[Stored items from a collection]
________

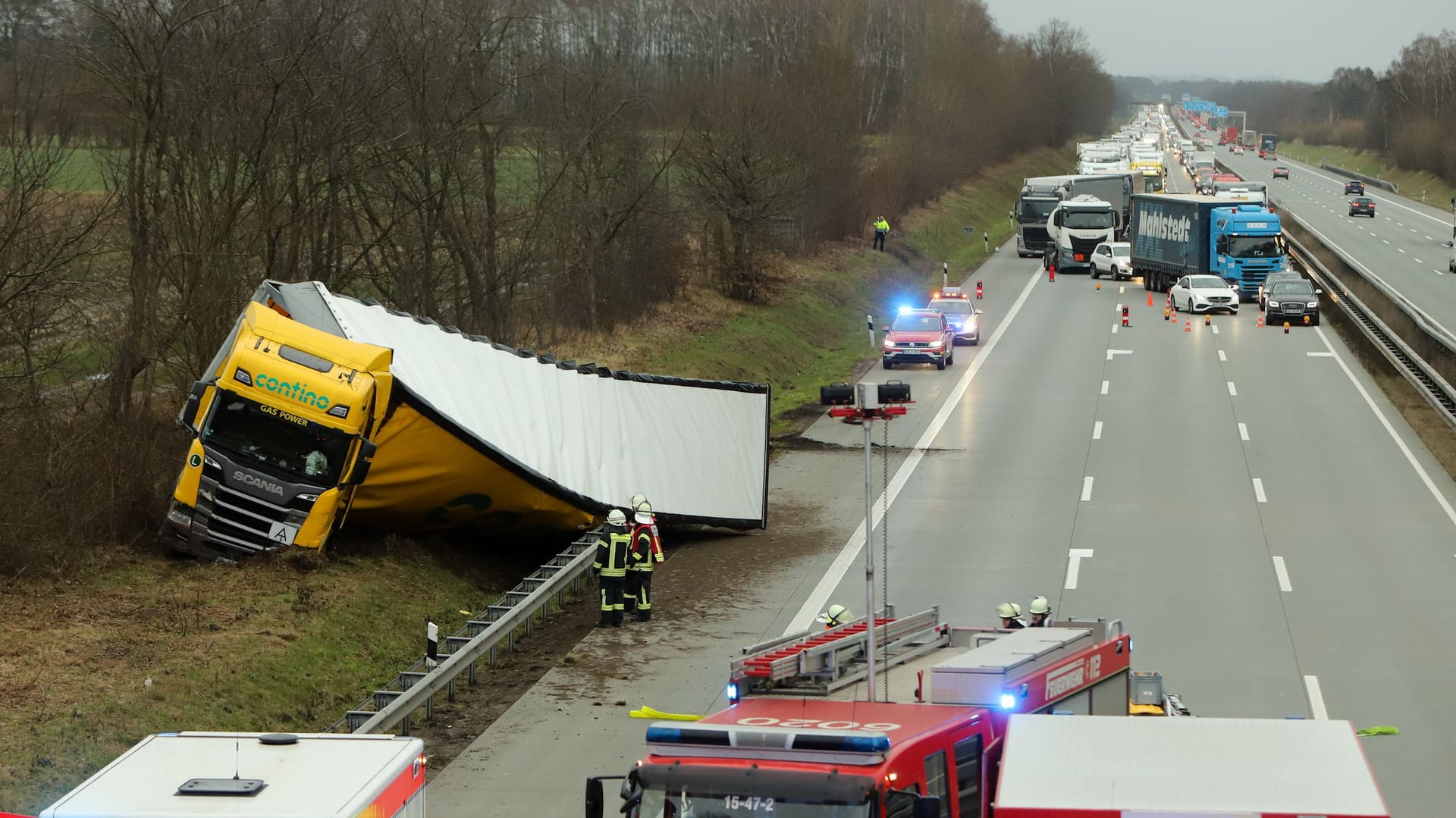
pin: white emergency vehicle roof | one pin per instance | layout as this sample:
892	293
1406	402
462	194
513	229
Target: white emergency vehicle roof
1185	766
321	776
698	449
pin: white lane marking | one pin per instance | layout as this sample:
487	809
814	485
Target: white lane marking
1075	558
1316	702
848	555
1283	575
1405	450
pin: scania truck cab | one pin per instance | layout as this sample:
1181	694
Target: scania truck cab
280	437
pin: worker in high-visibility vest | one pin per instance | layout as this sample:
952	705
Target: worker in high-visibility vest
612	566
647	553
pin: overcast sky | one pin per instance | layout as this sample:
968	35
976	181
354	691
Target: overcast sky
1293	39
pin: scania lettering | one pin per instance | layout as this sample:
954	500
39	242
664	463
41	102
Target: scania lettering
315	392
1193	235
979	724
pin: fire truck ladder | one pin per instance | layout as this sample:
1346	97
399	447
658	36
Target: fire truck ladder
820	663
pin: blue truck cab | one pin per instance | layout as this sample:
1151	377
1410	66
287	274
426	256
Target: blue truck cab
1248	245
1191	235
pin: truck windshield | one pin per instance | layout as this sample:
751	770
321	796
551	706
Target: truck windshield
680	804
1036	212
1256	246
1087	220
275	441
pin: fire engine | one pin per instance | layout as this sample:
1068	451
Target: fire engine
248	775
987	722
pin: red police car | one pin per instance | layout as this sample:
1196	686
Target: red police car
919	337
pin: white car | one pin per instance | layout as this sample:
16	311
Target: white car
1204	294
1112	258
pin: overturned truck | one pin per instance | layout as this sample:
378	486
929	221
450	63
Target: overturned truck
321	408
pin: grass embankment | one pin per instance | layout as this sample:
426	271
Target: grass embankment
274	645
1413	182
267	645
811	331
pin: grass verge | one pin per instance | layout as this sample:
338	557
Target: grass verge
811	331
1413	182
277	644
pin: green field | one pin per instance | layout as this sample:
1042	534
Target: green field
1414	183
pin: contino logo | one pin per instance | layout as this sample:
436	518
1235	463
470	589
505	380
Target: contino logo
296	390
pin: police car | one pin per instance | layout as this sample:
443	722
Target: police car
956	306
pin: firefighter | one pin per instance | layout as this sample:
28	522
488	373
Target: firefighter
612	566
647	553
1040	612
1011	616
835	616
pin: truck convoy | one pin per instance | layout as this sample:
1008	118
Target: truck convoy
1193	235
319	406
983	724
1076	226
246	775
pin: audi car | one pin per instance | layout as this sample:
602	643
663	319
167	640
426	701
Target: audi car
1291	302
959	312
919	337
1204	294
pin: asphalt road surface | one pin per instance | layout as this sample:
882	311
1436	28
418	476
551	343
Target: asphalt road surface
1269	528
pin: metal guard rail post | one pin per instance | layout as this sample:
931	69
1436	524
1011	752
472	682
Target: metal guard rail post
419	693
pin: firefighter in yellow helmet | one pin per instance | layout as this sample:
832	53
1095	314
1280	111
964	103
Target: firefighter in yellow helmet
835	616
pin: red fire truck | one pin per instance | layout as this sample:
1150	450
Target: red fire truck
209	775
1021	724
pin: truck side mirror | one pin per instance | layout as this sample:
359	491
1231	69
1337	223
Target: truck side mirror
362	463
194	400
596	801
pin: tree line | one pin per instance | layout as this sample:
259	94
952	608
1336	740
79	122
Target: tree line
523	169
1407	111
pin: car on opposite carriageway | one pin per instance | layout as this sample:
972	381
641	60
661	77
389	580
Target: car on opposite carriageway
919	337
1291	302
956	306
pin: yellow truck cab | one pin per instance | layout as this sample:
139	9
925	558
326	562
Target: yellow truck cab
281	437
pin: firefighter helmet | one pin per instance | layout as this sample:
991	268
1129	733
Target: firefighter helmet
836	615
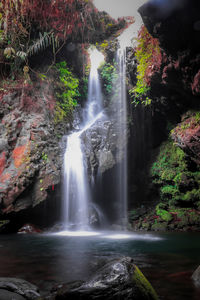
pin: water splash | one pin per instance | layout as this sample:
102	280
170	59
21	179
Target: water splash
122	139
77	195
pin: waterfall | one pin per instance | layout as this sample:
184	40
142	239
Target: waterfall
77	195
122	139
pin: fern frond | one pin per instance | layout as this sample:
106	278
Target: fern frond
21	55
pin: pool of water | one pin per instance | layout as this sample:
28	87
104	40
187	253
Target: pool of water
167	259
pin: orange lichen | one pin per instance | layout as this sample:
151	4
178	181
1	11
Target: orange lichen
20	154
2	162
5	177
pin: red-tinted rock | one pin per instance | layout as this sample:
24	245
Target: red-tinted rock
29	228
187	136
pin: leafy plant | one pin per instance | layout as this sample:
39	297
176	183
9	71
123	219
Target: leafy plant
171	172
68	93
149	57
109	77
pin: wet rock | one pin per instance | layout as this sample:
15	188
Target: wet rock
187	136
18	286
196	276
119	279
6	295
168	20
29	228
30	156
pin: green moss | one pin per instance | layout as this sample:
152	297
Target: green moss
164	214
162	226
148	55
68	93
144	285
109	77
171	173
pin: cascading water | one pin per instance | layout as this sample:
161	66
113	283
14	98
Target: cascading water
122	138
77	195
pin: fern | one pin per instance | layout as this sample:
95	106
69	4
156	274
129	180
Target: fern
43	42
21	55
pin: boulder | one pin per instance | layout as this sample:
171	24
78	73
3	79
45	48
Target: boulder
187	136
118	279
20	288
29	228
6	295
196	276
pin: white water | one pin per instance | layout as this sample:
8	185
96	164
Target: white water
122	139
76	186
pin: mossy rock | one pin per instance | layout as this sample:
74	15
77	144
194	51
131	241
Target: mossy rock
146	226
3	224
194	218
118	279
159	226
163	214
143	285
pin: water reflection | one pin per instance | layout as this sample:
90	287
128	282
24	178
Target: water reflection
166	259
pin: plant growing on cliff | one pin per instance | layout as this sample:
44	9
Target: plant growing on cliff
149	57
27	27
178	183
68	92
109	77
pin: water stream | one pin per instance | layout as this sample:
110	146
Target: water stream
77	196
122	138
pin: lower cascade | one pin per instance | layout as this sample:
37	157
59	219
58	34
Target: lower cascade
77	196
78	205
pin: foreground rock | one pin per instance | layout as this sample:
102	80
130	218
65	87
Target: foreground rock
15	288
29	228
119	279
196	276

________

Exact copy, no pictures: please print the data above once more.

Solved exercise:
pin: white emergency vehicle roof | one pin per instance | layout as this sample:
892	293
1406	402
462	194
513	229
Target: white emergency vehicle roof
1185	766
321	776
698	449
pin: white lane marking | one pin per instance | layout as this sample:
487	809
814	485
Target: white lane marking
1075	558
1316	702
848	555
1283	575
1405	450
pin: scania truck cab | one pin per instance | layout as this sample:
1181	694
Target: scania truck cab
280	437
pin: worker in high-visibility vest | one pin per instance | layout as this sample:
952	705
Target: worker in high-visibility vest
612	566
647	553
pin: overcast sky | one pin per instance | layout as this sample:
968	35
976	181
354	691
Target: overcast sky
1293	39
pin: scania lettering | one pin per instance | layout as this sample:
954	500
39	242
664	463
41	102
Target: scania lettering
315	392
1193	235
979	724
pin: fire truck ladder | one pin per instance | layout as this sample:
1346	97
399	447
658	36
Target: fire truck ladder
820	663
pin: blue truck cab | one pin per instance | layout as this sample:
1151	377
1410	66
287	274
426	256
Target: blue truck cab
1248	245
1191	235
pin: truck windshield | one pin per instance | layout as this sample:
751	770
321	796
551	706
Target: truck windshield
680	804
1036	212
1256	246
1087	220
275	441
pin: fire engine | one pin per instance | layout as this sample:
1068	451
Target: fire engine
248	775
987	722
pin: red police car | one pin per instance | layout as this sample:
1196	686
Target: red police car
919	337
pin: white car | one pin per instance | layout as this sample:
16	311
Target: white car
1204	294
1112	258
pin: overturned truck | one pin per instance | layout as this sample:
378	486
929	221
450	63
Target: overturned truck
321	408
pin: grass embankment | one pin per instance | layout as this sample:
426	271
Target: grass embankment
274	645
1413	182
267	645
811	331
pin: grass verge | one pin per instance | layout as this sample:
338	557
Target: grass verge
811	331
1413	182
277	644
pin: green field | one pin per instance | layout as this sample:
1042	534
Target: green field
1414	183
pin: contino logo | one pin per instance | layout as this sample:
436	518
1235	463
470	589
505	380
Target: contino logo
296	390
pin: police car | one pin per instance | layout as this sample:
443	722
Target: police car
956	306
pin: firefighter | one pin per instance | layout as this sample:
28	522
488	373
Target: firefighter
612	566
647	553
1040	612
1011	616
835	616
pin: truck convoy | one pin per instance | layout as this sample:
1008	118
Target: truck convoy
1193	235
319	406
983	724
1076	226
246	775
pin: audi car | one pin per instance | layout as this sample:
602	643
663	319
167	640
426	701
Target: audi car
1291	302
959	312
919	337
1204	294
pin: asphalt road surface | one pin per instance | layout as this sample:
882	311
1436	28
418	476
551	343
Target: asphalt road surface
1269	528
pin: metal guard rail post | one pin per instance | layout as this sample:
931	69
1436	524
1011	752
472	682
Target: metal guard rail post
419	693
pin: firefighter in yellow helmet | one pin per instance | layout as this sample:
832	53
1095	314
1280	111
964	103
Target: firefighter in yellow helmet
835	616
pin: red fire truck | one pin per instance | layout as this sample:
1150	450
Target: red fire truck
209	775
1021	724
pin: truck side mirror | one pin per instance | layout as this sample:
359	491
1231	69
1337	223
Target: truck side mirror
362	463
194	400
596	801
pin: tree line | one pin per instance | layout as this sample:
259	94
952	608
1336	740
79	122
Target: tree line
523	169
1407	111
pin: car on opposite carriageway | one pin per instance | layout as this sample:
972	381
641	60
661	77
389	580
Target: car on opposite carriageway
919	337
1291	302
956	306
pin: yellow truck cab | one pin per instance | layout as this sample:
139	9
925	558
326	562
Target: yellow truck cab
281	437
pin: firefighter helmet | one pin per instance | layout as this sample:
991	268
1129	733
Target: firefighter helmet
836	615
pin: water splash | one pin per instance | layout as this sample:
102	280
170	59
21	179
Target: water splash
122	139
77	195
pin: waterfall | one pin per instance | layout as this sample:
184	40
142	239
Target: waterfall
77	195
122	139
pin: fern frond | one pin per instance | layout as this sample:
106	278
Target: fern frond
21	55
pin: pool of water | one pin per instance | layout as this sample:
28	87
104	40
187	253
Target: pool of water
167	259
pin: orange lichen | one pin per instance | layout as this sample:
151	4
178	181
1	11
Target: orange lichen
20	154
2	162
5	177
pin: red-tinted rock | one pin per instance | layout as this sample:
24	245
Target: red-tinted rock
29	228
187	136
pin: leafy plant | one pin per instance | layout as this sample:
39	297
176	183
9	71
123	219
Target: leafy plant
171	172
68	93
149	57
109	77
pin: wet rock | one pin per instance | layout as this sample:
15	188
Target: wet rock
187	136
18	286
196	276
119	279
6	295
168	20
29	228
30	156
pin: green moss | one pin per instance | layout as this sample:
152	297
Target: green moss
164	214
162	226
148	55
68	93
144	285
109	77
171	173
pin: cascading water | one pin per instance | layout as this sample:
161	66
113	283
14	98
Target: cascading water
122	138
77	195
pin: fern | one pin per instance | layout as this sample:
95	106
69	4
156	274
129	180
Target: fern
43	42
21	55
pin: boulder | one pin per instance | layout as this sample:
171	24
78	73
3	79
45	48
Target: boulder
187	136
118	279
20	288
29	228
6	295
196	276
pin: white water | one pin per instance | layout as this sample:
8	185
96	164
Target: white water
122	139
76	186
pin: mossy rock | one pin per instance | layout as this sample:
74	15
77	144
194	51
131	241
Target: mossy rock
146	226
3	224
194	218
118	279
159	226
163	214
143	285
pin: water reflection | one pin per instance | layout as this sample:
90	287
128	282
24	178
Target: water reflection
166	259
pin: plant growing on cliff | one pin per instance | layout as this sample:
44	9
Target: plant growing on cliff
149	57
27	27
178	183
68	92
109	77
pin: water stream | one pin per instance | layout as this sample:
110	146
Target: water stream
77	196
122	138
pin: lower cascade | one pin per instance | layout as this sample:
37	157
59	219
58	34
Target: lower cascade
77	196
78	205
pin: foreground rock | one pin per instance | layout as this sample:
102	80
130	218
65	87
Target: foreground rock
15	288
29	228
119	279
196	276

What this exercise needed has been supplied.